Source text

Robust Estimation of Breast Cancer Incidence Risk in Presence of Incomplete or Inaccurate Information

Document Type: Research Articles

Authors

1 Niramai Health Analytix Pvt Ltd., Koramangala, Bangalore, Karnataka, India.

2 Department of Radiation Oncology (MAASTRO Clinic), GROW School for Oncology and Developmental Biology, Maastricht University Medical Centre+, Maastricht, The Netherlands.

Abstract

Purpose: To evaluate the robustness of multiple machine learning classifiers for breast cancer risk estimation in the presence of incomplete or inaccurate information. Data and methods: Open data for this study was obtained from the BCSC Data Resource (http://breastscreening.cancer.gov/). We conducted two ablation-type experiments to compare the robustness of different classifiers where we randomly switched known information to missing with a missing probability of pm in one experiment, and randomly corrupted the existing information with a probability of pc in another experiment. We considered three prominent machine-learning classifiers such as Logistic regression (LR), Random Forests (RF) and a custom Neural Network (NN) architecture and compared their degradation of discrimination performance as a function of increasing probability of missing or inaccurate data. Results: LR, RF and custom NN resulted in an Area Under Curve (AUC) of 0.645, 0.643 and 0.649, respectively, on a test set with 500,000 total observations. When we manipulated the data by varying probabilities pm and pc from 0 to 1, NN resulted in better performance in terms of AUC compared to RF and LR as long as less than half the data was missing/inaccurate (that is, for values of pm < 0.5 and pc < 0.5). However, for missing (pm) or corruption (pc) probabilities above 0.5, LR gave similar performance as the custom NN. RF resulted in overall poorer performance when the data had additional missing or incorrect entries. Conclusion: In cases where the input information is missing or inaccurate, our experiments show that the proposed custom NN provides reliable risk estimates in medical datasets like BCSC. These results are particularly important in health care applications where not every attribute of the individual participant might be available.

Data records
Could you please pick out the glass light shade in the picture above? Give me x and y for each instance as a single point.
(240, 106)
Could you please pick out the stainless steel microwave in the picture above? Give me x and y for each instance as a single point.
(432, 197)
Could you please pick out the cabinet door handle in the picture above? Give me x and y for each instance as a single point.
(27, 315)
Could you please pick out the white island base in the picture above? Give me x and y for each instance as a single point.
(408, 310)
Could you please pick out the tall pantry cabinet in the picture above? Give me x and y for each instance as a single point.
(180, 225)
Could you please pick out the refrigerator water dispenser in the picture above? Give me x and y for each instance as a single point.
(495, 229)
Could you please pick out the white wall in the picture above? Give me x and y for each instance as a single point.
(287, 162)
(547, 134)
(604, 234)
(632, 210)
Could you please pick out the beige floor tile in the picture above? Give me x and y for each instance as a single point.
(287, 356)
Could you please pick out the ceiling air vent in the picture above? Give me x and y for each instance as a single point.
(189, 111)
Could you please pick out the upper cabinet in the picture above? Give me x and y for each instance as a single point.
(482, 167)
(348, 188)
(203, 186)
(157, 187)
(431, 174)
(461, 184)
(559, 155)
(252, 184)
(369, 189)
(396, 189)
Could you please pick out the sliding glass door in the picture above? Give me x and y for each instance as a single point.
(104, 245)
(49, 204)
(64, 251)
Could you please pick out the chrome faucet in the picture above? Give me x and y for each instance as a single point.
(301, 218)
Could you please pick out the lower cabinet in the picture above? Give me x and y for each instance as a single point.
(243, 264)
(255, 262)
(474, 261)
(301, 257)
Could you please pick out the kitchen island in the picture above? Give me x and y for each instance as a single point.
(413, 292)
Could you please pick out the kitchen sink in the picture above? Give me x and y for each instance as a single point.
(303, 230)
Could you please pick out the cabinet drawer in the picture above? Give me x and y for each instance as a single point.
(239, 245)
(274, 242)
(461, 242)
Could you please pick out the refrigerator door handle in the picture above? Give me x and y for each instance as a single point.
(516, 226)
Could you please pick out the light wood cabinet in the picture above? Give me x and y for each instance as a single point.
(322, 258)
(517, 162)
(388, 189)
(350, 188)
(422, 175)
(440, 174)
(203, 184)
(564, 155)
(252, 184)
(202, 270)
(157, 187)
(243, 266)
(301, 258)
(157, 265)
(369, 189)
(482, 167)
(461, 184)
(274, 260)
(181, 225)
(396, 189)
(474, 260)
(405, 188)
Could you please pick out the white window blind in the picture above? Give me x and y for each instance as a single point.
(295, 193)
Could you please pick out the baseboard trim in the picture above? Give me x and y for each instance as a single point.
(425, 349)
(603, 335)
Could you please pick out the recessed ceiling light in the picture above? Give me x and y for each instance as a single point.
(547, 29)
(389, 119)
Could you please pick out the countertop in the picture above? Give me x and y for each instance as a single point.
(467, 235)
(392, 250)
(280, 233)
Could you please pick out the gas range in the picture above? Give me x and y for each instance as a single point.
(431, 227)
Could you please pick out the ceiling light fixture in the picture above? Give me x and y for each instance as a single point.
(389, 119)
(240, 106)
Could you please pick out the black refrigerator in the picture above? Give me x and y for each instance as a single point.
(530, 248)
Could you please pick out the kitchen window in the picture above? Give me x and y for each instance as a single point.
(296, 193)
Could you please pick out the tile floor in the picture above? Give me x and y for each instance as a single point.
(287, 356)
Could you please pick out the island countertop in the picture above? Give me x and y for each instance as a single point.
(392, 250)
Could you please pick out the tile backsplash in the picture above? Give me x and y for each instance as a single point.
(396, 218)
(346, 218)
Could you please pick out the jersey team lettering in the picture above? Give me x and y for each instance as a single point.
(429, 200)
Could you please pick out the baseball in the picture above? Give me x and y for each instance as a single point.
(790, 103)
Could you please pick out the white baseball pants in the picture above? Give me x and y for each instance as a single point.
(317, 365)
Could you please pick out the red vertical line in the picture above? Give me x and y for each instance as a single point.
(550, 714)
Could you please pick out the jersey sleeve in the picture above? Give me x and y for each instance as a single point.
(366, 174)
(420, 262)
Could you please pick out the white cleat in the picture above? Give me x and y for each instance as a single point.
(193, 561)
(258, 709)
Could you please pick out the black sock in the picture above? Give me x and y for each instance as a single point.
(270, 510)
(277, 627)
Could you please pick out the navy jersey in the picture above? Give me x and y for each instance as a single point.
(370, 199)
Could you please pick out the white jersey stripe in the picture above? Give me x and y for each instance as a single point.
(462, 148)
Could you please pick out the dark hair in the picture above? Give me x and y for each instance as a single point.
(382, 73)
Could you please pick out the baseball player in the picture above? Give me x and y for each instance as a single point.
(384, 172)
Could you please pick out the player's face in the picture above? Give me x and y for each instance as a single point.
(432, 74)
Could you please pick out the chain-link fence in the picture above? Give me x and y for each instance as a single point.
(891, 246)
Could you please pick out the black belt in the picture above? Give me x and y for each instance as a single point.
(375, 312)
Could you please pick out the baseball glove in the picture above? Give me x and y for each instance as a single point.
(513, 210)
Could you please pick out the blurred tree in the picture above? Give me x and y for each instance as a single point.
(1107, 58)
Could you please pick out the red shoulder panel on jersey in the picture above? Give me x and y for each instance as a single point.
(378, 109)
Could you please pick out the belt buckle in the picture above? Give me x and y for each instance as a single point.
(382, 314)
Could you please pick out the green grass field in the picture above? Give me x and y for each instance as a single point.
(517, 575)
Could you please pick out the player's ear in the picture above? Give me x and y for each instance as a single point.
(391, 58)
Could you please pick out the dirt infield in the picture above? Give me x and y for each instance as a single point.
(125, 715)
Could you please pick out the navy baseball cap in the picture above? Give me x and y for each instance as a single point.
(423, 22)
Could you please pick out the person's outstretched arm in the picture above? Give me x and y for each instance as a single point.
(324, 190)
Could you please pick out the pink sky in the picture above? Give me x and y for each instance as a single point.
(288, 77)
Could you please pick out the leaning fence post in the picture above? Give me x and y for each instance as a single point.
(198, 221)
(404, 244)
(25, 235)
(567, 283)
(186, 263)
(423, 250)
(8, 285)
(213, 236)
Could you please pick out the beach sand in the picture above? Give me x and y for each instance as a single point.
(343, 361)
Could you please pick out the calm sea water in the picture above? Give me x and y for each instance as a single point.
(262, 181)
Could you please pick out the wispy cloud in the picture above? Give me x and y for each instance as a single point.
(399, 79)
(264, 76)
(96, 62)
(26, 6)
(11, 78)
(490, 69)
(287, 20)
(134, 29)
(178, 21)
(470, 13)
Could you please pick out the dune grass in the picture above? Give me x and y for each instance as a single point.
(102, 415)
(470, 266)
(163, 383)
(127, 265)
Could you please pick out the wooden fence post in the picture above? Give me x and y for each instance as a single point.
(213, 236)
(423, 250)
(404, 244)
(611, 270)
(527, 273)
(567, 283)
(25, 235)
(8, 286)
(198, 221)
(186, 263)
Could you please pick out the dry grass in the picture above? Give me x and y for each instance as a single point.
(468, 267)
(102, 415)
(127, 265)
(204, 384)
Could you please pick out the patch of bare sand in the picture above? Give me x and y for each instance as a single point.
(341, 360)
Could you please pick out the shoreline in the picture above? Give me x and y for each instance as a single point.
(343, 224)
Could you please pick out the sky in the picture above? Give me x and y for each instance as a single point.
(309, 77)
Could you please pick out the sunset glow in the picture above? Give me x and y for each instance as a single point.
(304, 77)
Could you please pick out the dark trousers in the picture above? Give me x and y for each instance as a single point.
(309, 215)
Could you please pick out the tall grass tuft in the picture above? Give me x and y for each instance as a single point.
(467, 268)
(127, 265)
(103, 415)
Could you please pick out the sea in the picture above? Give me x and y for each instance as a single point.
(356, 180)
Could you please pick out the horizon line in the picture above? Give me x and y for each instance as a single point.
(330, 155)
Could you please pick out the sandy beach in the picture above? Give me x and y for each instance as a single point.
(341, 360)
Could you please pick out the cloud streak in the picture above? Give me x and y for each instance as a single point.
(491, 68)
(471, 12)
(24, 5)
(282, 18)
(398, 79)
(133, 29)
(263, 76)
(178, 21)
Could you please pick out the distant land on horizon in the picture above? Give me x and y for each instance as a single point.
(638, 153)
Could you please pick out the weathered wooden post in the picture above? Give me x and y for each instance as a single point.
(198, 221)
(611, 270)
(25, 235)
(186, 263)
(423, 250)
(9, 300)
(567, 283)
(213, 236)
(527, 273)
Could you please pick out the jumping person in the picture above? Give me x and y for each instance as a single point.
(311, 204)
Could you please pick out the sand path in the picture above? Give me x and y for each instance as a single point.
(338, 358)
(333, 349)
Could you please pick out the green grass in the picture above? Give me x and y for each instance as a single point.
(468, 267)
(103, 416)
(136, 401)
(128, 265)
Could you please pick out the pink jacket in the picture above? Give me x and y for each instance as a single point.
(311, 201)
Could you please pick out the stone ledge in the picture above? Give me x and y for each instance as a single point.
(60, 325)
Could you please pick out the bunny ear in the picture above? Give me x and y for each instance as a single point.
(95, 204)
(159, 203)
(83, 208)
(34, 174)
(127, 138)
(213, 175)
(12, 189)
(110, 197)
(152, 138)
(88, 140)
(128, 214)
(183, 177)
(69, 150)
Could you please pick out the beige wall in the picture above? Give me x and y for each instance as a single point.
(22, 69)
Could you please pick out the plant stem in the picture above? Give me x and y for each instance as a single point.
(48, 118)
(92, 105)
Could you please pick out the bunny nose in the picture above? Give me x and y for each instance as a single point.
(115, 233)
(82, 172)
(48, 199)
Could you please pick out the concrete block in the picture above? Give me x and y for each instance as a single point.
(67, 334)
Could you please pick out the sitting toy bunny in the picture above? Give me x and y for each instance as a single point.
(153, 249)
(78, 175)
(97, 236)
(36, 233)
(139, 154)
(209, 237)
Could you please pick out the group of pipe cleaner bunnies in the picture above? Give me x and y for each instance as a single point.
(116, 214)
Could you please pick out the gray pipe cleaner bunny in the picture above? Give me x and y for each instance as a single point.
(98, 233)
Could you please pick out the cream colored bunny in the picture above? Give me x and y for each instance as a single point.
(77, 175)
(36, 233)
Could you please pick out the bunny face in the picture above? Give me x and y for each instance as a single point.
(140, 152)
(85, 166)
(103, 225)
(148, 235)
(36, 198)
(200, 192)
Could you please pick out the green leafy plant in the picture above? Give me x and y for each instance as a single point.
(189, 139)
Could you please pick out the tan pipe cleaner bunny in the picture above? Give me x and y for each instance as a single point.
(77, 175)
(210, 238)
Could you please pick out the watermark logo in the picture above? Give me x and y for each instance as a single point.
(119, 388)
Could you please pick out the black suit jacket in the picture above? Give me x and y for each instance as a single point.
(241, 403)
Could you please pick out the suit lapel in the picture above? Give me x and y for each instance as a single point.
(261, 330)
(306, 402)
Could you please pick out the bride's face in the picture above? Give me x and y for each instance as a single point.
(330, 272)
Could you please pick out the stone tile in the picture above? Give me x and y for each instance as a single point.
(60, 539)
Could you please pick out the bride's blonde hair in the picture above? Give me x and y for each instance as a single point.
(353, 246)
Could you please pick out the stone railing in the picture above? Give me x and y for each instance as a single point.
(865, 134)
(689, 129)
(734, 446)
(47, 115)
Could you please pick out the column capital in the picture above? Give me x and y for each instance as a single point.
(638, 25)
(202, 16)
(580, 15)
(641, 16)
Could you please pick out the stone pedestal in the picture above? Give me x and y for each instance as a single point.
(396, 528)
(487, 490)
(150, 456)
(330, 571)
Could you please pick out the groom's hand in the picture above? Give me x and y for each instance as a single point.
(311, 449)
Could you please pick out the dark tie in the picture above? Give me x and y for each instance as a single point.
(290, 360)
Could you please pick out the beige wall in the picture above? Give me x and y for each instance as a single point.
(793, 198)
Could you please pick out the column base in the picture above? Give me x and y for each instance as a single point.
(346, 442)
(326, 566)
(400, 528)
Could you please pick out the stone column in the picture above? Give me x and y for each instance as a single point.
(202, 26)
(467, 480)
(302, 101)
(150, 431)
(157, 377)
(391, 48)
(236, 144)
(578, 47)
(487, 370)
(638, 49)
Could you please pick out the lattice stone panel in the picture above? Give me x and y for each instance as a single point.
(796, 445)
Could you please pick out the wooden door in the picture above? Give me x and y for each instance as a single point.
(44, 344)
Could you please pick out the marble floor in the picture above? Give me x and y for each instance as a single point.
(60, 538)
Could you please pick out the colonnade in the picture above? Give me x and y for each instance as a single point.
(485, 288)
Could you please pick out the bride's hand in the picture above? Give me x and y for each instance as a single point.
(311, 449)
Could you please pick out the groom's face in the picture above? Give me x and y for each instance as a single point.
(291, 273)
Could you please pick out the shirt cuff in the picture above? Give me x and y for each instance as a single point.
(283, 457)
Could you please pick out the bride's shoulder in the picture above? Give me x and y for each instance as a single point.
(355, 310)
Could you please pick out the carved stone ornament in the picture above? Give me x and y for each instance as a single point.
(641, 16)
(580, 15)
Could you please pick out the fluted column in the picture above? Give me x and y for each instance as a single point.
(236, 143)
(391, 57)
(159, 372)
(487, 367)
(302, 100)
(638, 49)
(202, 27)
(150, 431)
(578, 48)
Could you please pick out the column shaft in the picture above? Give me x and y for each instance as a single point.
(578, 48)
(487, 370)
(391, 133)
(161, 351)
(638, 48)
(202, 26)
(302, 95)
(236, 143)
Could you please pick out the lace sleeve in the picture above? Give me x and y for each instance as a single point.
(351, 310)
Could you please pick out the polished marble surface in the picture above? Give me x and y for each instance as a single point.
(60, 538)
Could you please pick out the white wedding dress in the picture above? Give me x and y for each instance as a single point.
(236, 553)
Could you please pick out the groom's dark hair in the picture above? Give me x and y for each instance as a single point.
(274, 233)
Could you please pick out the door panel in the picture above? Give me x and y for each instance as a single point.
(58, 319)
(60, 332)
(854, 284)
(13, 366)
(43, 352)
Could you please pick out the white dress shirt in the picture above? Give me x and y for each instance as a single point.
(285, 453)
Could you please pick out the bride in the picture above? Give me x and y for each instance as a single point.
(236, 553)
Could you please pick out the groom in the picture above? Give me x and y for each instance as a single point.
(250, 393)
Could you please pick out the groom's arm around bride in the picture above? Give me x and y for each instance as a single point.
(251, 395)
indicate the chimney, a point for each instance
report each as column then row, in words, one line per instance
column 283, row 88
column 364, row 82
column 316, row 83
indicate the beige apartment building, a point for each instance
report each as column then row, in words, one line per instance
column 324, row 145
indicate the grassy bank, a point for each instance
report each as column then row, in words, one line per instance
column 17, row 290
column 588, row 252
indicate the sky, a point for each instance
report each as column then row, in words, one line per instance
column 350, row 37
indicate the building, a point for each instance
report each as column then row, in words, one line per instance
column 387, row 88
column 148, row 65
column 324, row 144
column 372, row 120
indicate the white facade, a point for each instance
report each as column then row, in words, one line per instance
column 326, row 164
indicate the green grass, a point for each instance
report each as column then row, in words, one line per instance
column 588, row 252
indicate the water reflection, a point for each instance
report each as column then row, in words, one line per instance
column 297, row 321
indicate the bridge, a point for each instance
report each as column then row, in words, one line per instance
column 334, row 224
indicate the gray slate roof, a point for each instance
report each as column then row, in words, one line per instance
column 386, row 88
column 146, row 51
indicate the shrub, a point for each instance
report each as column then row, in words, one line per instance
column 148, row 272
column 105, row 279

Questions
1. Answer from the breast cancer risk abstract:
(a) In which city is Niramai Health Analytix Pvt Ltd. located?
(b) From which source was the open data for the study obtained?
(c) What AUC did the custom NN reach on the test set?
2. Transcribe the breast cancer risk abstract between "Robust Estimation of" and "Bangalore, Karnataka, India.", inclusive.
The records have no connection to the breast cancer risk abstract.

Task-by-task solutions
1.
(a) Bangalore
(b) The BCSC Data Resource (http://breastscreening.cancer.gov/)
(c) 0.649

2.
Robust Estimation of Breast Cancer Incidence Risk in Presence of Incomplete or Inaccurate Information

Document Type: Research Articles

Authors

1 Niramai Health Analytix Pvt Ltd., Koramangala, Bangalore, Karnataka, India.